DATA FOR THIS EXERCISE
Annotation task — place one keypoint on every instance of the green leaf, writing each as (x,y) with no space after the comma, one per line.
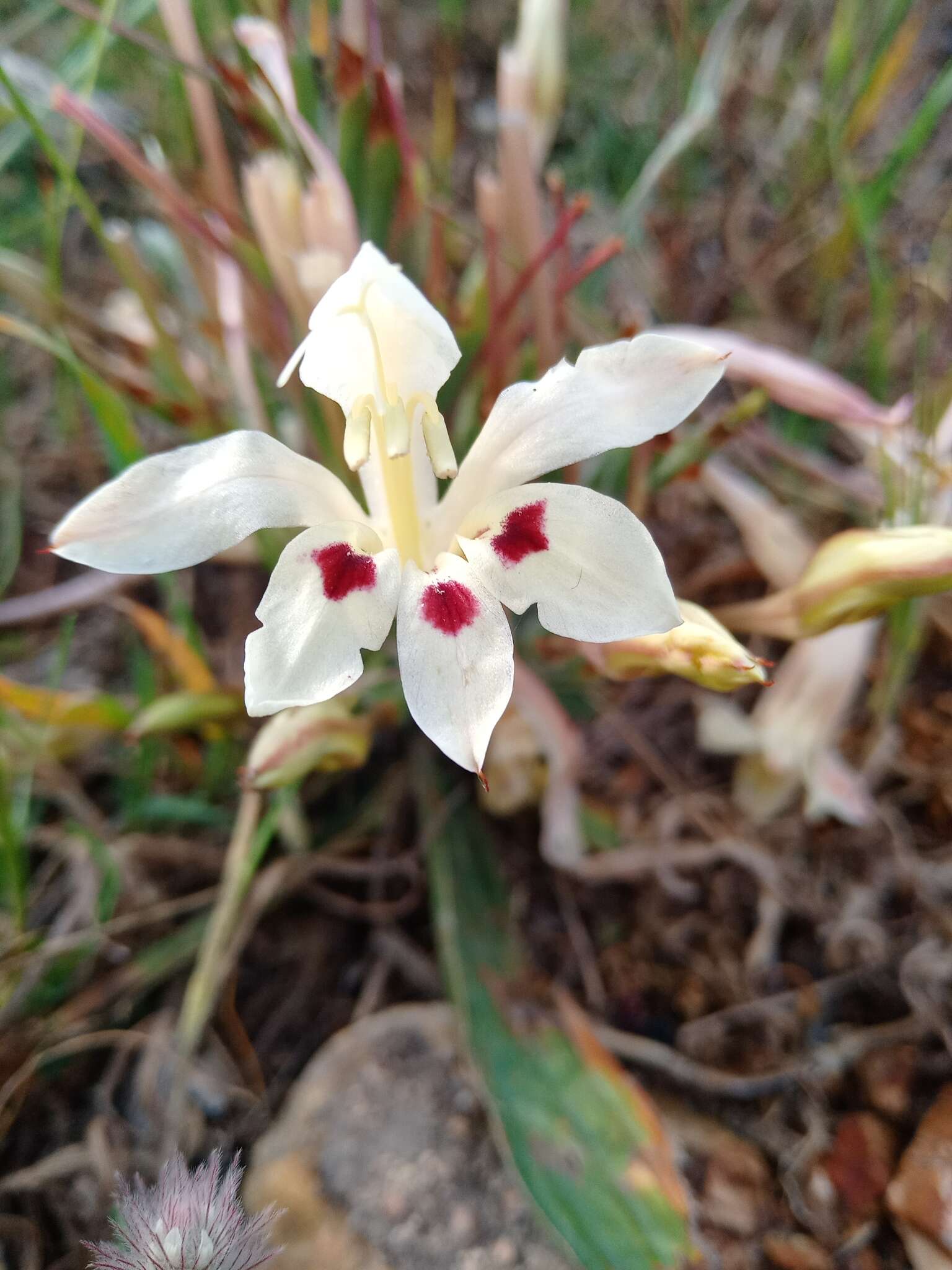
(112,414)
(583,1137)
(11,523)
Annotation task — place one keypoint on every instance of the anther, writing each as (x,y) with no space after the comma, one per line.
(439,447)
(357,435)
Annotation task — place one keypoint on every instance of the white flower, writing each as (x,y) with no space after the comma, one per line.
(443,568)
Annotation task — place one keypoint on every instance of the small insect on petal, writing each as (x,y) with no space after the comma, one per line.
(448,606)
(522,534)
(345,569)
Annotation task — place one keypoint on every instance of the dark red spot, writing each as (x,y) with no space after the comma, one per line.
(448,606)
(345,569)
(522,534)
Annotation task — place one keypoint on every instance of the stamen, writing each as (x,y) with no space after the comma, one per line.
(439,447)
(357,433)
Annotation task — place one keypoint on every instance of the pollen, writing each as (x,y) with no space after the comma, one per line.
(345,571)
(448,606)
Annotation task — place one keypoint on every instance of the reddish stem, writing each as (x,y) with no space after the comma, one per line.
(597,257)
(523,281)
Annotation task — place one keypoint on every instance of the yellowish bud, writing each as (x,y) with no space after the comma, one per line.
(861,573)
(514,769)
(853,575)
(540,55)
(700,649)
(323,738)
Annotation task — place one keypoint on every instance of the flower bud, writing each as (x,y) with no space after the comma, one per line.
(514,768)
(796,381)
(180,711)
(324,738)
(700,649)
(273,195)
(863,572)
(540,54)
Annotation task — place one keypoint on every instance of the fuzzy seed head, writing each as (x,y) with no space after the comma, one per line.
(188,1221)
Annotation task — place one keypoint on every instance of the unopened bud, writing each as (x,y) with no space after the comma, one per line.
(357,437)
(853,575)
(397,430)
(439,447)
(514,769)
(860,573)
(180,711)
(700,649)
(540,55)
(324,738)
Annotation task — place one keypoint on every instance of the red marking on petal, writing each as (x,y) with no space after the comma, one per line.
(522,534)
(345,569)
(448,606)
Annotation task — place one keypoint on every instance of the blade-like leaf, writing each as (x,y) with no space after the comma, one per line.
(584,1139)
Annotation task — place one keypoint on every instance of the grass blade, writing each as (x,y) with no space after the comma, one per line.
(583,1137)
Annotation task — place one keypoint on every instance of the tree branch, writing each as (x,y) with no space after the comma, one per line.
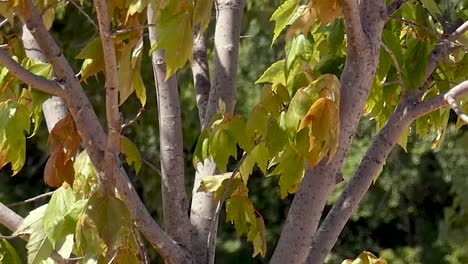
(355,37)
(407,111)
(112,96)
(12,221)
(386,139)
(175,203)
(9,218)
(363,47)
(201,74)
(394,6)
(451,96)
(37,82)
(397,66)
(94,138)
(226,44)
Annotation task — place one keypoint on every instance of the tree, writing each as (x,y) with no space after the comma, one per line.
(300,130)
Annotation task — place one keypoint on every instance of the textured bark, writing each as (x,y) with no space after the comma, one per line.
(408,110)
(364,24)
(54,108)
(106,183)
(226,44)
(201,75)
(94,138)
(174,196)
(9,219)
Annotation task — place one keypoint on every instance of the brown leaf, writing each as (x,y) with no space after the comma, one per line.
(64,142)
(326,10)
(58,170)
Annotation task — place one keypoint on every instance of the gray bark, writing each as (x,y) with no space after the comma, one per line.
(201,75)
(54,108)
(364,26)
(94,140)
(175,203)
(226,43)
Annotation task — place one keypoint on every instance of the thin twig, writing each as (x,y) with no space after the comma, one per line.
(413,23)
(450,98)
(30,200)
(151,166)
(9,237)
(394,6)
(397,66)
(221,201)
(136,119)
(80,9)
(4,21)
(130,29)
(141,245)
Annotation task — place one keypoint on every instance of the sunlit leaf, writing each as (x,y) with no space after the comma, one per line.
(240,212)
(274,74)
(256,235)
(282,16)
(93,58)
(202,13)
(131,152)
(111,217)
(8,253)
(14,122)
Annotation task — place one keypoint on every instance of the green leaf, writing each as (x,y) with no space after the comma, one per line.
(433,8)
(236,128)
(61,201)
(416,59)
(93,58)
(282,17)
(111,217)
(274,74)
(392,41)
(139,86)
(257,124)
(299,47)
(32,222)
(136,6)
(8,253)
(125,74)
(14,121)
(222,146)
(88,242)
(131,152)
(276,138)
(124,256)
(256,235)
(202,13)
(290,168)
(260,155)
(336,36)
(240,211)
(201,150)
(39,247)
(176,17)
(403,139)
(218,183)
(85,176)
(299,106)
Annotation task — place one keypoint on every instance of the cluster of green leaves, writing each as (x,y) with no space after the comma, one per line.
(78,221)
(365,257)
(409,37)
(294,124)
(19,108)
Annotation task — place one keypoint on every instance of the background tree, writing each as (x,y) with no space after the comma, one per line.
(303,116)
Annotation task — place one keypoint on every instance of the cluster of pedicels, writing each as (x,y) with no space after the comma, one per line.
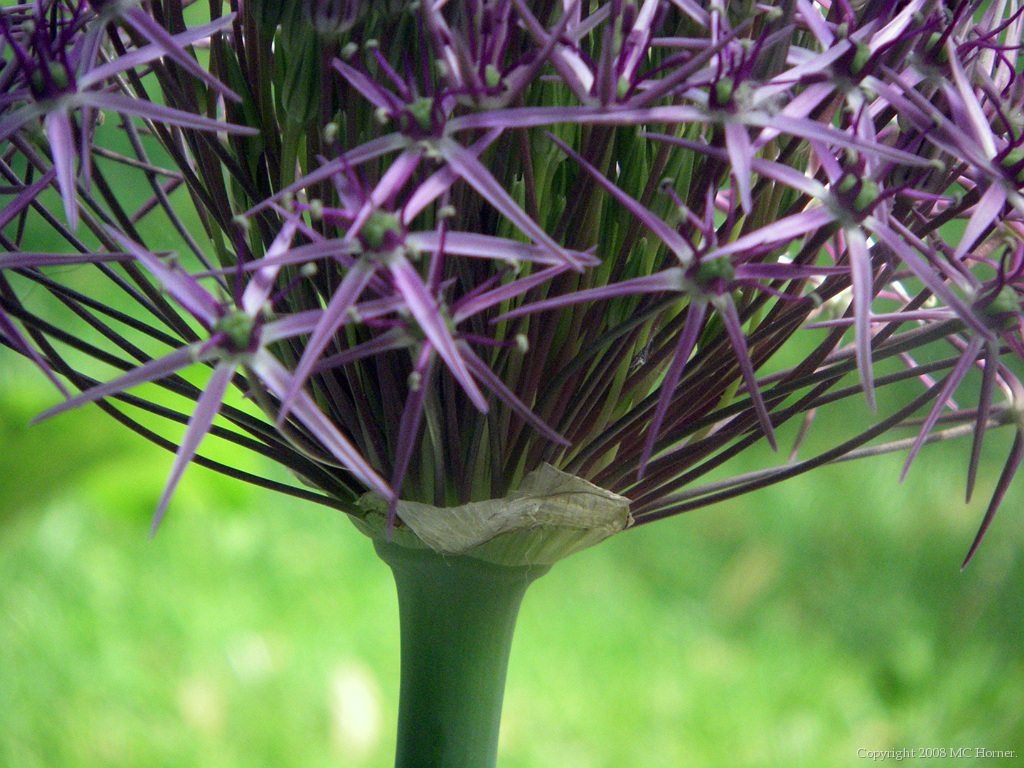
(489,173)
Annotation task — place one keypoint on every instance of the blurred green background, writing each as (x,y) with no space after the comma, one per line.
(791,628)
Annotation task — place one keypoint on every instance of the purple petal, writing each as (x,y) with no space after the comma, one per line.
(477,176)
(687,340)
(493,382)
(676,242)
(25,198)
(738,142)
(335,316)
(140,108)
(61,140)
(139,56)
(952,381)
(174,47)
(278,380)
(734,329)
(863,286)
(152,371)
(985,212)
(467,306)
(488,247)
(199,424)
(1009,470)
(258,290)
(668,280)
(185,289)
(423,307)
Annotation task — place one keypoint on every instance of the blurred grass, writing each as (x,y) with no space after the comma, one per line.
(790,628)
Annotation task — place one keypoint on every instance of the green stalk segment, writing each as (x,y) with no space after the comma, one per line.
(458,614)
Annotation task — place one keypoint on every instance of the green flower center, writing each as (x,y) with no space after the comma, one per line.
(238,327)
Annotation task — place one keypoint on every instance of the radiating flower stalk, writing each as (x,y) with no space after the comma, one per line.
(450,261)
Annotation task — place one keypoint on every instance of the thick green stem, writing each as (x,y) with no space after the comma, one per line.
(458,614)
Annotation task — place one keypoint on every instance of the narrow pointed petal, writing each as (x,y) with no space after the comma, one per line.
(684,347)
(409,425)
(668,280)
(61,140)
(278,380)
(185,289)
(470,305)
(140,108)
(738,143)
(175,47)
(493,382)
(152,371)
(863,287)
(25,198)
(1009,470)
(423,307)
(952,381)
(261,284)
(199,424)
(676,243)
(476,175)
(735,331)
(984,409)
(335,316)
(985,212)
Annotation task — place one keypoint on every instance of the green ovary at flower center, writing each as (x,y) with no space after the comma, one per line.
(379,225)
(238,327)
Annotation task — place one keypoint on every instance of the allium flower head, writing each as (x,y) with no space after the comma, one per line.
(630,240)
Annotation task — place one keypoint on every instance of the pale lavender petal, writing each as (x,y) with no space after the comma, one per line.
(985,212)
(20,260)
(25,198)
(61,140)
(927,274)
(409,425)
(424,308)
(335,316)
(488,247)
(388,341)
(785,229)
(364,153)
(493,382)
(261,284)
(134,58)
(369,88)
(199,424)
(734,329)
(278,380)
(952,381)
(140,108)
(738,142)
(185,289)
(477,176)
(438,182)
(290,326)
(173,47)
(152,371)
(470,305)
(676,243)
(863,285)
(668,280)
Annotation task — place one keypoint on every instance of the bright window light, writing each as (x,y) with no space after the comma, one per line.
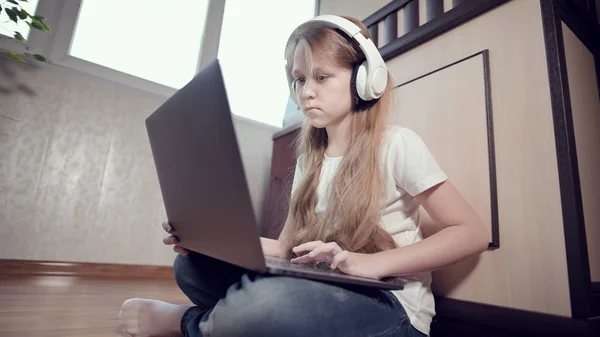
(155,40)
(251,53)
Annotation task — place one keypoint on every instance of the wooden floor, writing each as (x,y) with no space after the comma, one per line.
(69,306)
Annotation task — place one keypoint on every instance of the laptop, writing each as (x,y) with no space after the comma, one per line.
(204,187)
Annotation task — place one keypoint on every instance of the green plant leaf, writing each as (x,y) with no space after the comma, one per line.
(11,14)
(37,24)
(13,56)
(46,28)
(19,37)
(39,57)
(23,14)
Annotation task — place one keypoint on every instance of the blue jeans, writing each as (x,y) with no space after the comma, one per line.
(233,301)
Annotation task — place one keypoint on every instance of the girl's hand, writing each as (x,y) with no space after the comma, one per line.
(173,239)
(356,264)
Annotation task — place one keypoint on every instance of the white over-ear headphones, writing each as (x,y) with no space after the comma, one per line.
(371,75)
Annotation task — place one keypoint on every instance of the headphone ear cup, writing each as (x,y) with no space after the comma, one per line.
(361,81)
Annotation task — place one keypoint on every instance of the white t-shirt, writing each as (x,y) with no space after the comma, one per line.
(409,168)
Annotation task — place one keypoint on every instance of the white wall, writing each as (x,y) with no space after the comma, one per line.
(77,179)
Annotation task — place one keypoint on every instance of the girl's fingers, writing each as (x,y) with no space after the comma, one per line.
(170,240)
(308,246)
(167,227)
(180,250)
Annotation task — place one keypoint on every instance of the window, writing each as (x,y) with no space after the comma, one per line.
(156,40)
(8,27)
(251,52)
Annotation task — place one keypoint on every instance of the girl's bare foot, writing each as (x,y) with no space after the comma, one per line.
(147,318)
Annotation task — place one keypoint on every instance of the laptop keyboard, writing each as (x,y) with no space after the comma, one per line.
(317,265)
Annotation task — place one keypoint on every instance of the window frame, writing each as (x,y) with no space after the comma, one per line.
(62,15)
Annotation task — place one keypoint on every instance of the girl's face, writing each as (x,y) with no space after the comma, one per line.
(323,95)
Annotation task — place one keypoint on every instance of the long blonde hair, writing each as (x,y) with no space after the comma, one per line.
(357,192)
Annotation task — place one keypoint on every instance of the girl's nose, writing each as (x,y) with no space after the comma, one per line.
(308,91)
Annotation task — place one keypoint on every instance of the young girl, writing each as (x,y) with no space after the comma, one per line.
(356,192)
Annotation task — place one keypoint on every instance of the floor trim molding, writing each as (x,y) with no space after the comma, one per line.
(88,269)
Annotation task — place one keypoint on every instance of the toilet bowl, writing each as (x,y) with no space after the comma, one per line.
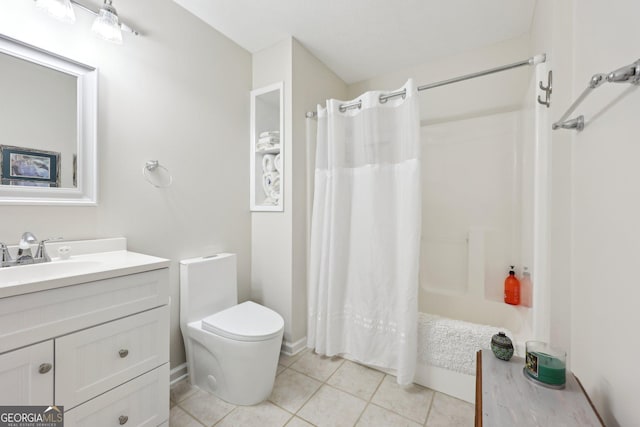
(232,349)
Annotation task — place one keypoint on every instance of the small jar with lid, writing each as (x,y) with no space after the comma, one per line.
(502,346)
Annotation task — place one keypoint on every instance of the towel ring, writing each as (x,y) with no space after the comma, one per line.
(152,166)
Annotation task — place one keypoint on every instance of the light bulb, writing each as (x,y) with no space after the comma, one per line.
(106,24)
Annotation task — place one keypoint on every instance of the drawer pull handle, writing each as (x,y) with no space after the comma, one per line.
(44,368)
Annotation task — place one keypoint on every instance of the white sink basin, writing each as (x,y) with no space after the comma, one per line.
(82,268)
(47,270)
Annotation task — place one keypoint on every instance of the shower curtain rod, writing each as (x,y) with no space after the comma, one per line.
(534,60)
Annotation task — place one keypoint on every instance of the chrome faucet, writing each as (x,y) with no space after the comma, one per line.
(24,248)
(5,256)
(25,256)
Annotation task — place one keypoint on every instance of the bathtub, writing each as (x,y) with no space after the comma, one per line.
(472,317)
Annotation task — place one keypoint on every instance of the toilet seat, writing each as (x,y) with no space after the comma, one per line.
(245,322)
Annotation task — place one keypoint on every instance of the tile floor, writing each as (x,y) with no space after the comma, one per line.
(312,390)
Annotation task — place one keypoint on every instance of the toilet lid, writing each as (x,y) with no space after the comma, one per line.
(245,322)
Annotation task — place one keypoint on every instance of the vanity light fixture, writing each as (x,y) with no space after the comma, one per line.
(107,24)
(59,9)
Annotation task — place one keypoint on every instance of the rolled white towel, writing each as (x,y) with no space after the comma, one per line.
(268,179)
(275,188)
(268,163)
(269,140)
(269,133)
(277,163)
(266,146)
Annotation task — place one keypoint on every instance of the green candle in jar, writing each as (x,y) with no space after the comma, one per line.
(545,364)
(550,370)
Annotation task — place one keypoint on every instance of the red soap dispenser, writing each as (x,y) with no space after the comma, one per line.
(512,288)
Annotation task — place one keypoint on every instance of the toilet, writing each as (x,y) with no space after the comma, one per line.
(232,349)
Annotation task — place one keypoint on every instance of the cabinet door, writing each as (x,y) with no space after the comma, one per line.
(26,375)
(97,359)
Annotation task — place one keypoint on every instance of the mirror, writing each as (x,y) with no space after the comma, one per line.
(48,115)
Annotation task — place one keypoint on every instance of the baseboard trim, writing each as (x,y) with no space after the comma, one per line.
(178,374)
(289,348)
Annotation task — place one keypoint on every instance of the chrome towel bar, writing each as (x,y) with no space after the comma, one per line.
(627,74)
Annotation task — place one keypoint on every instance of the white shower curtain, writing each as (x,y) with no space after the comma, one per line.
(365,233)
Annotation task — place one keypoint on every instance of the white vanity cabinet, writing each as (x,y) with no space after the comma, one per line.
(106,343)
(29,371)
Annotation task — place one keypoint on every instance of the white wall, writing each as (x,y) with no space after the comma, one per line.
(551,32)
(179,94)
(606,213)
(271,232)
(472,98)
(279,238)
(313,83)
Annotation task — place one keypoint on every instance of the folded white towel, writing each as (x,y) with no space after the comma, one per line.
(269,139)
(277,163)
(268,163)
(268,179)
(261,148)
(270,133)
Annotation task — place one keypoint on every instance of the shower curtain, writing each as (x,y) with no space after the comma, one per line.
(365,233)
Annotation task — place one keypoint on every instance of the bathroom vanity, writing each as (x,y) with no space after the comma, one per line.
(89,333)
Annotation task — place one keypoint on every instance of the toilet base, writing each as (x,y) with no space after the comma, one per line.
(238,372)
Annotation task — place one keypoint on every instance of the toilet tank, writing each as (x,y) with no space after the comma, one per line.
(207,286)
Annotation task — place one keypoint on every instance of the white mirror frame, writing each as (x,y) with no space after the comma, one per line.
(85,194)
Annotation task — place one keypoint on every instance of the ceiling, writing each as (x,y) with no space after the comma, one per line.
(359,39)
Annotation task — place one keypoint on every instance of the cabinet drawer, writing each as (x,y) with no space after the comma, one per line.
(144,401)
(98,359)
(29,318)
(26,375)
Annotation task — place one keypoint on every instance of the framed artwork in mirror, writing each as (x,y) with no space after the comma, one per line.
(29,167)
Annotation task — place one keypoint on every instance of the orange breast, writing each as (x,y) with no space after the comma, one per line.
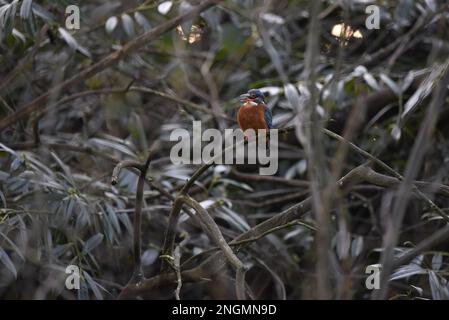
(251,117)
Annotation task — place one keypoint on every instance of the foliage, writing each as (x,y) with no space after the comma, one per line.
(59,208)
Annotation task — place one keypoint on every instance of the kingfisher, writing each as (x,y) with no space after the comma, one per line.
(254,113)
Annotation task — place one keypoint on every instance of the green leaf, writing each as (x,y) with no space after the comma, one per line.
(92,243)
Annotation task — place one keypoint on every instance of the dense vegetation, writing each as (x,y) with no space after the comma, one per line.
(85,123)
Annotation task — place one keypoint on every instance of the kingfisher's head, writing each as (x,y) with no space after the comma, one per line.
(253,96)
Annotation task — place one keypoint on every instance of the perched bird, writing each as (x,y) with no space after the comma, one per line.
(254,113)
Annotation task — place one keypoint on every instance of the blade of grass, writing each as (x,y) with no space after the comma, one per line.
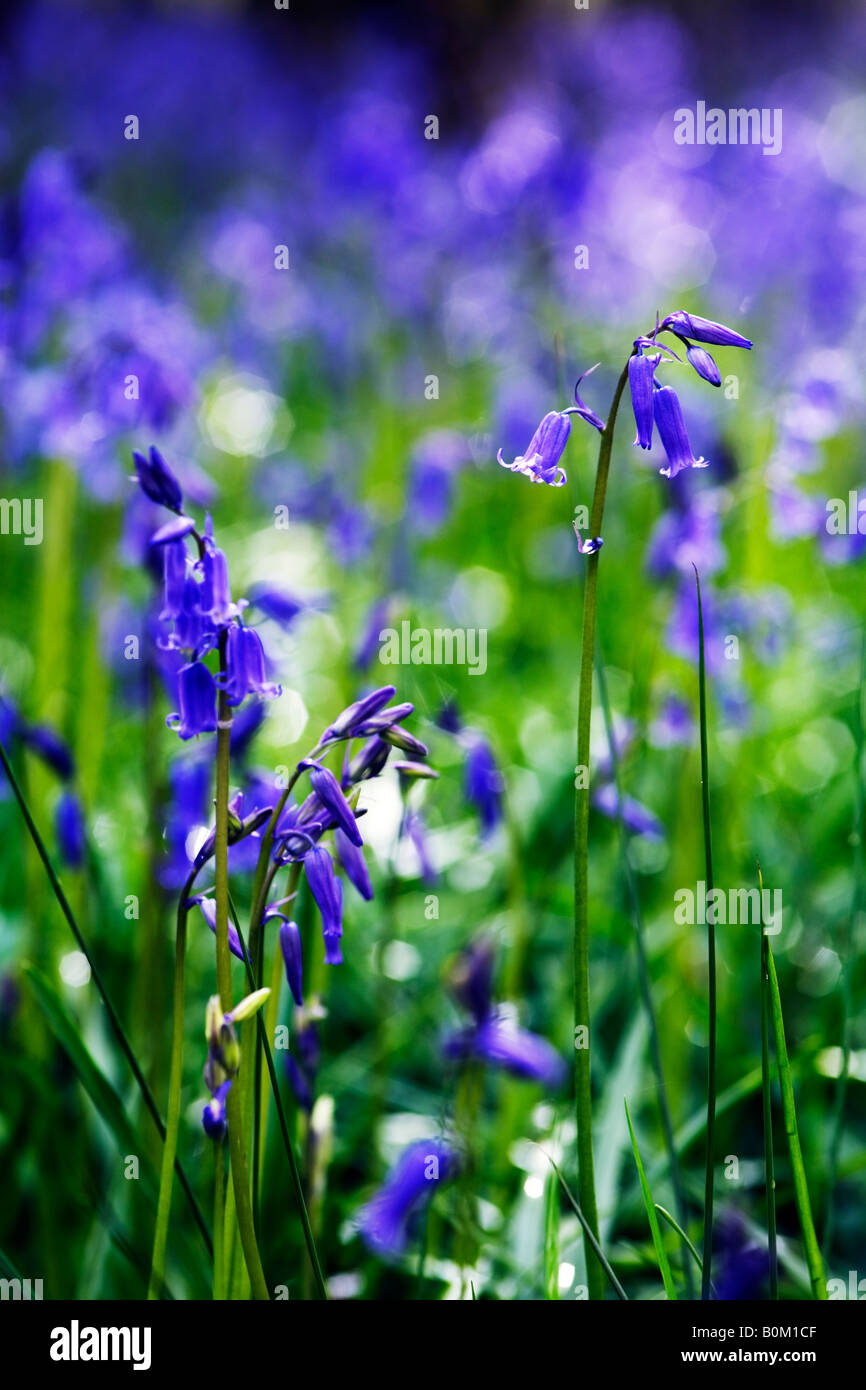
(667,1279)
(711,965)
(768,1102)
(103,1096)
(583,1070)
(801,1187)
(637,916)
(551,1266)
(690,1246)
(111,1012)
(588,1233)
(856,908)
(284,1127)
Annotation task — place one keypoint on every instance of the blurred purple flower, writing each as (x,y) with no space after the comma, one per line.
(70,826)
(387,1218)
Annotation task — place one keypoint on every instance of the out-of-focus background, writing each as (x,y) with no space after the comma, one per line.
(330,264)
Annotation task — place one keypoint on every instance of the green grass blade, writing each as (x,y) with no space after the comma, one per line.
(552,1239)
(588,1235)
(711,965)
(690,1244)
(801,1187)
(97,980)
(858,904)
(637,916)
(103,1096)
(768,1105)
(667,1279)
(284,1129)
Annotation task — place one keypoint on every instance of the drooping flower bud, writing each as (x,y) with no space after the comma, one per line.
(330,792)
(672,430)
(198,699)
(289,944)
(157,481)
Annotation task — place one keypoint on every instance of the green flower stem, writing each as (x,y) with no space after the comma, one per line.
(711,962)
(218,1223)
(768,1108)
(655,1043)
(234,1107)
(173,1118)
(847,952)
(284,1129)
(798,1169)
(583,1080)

EXERCISE
Repeat only the lines starting at the one that contains "of the drooping" and ending at the last line above, exactly as written.

TASK ANSWER
Annotation task — place one keypoint on every instance of the drooping flower bud, writing each as (x,y) with no space after the comma, one per line.
(330,792)
(672,430)
(198,699)
(289,944)
(157,481)
Annotation task — place one keypoint on every instance of the green flower stem, writing each as (x,y) with no space after the comma, one per line.
(711,962)
(218,1223)
(768,1108)
(655,1043)
(234,1107)
(173,1118)
(847,952)
(284,1129)
(798,1169)
(583,1080)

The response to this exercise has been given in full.